[Data supplied Boundary: Start]
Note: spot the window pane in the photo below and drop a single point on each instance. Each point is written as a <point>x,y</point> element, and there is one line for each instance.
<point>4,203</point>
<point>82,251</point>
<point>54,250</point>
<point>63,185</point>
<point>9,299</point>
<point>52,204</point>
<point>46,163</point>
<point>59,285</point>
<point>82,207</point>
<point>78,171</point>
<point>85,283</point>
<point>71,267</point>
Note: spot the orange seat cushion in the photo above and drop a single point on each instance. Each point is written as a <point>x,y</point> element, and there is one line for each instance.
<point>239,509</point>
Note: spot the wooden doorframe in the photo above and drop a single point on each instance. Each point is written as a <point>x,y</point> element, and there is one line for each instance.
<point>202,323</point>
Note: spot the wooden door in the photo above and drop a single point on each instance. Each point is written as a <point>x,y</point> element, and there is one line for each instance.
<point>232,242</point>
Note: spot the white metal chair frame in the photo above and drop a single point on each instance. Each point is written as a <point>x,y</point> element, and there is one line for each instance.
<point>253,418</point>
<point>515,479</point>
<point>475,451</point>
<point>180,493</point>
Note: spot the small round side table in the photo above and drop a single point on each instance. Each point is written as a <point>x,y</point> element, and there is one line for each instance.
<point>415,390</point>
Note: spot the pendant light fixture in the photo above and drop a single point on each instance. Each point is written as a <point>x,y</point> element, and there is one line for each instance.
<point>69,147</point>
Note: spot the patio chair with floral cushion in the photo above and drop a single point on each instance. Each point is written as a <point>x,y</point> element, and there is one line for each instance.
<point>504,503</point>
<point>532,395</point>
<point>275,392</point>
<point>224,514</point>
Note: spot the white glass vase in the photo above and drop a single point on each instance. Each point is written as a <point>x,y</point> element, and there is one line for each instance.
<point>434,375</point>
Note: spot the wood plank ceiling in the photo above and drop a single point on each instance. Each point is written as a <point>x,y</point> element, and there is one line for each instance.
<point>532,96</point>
[Data supplied Boundary: End]
**What is required:**
Please return exactly the lines that run from the line with "Note: spot the white metal" through the end of the records above, both included, and nothing more.

**Response to the exercise:**
Note: spot the white metal chair frame in the photo above and drop a single point on each instance. Each point is written as a <point>x,y</point> element, and there is one line for each instance.
<point>253,418</point>
<point>515,479</point>
<point>475,451</point>
<point>180,493</point>
Note: spot the small round side table in the photo above and drop a single point on each instance. Each point is written as a <point>x,y</point> element, and there is one line for each instance.
<point>415,390</point>
Note: spot the pendant light fixture in the photo above and drop a single point on each instance. Each point is written as a <point>x,y</point> element, and there is one line for each instance.
<point>69,147</point>
Note: spot the patio chair with floral cushion in the photo above and drop a single point on each instance. Each point is written as a <point>x,y</point> element, and there is one line for each instance.
<point>504,503</point>
<point>532,395</point>
<point>275,392</point>
<point>224,514</point>
Note: spot the white glass vase in the photo above and drop a single point on each instance. Each point is written as a <point>x,y</point> element, and there is one line for each instance.
<point>434,375</point>
Note: spot the wood plank ceiling in the photo above and drop a single point on each instance. Each point is written as a <point>x,y</point> element, and there is one line for each instance.
<point>532,96</point>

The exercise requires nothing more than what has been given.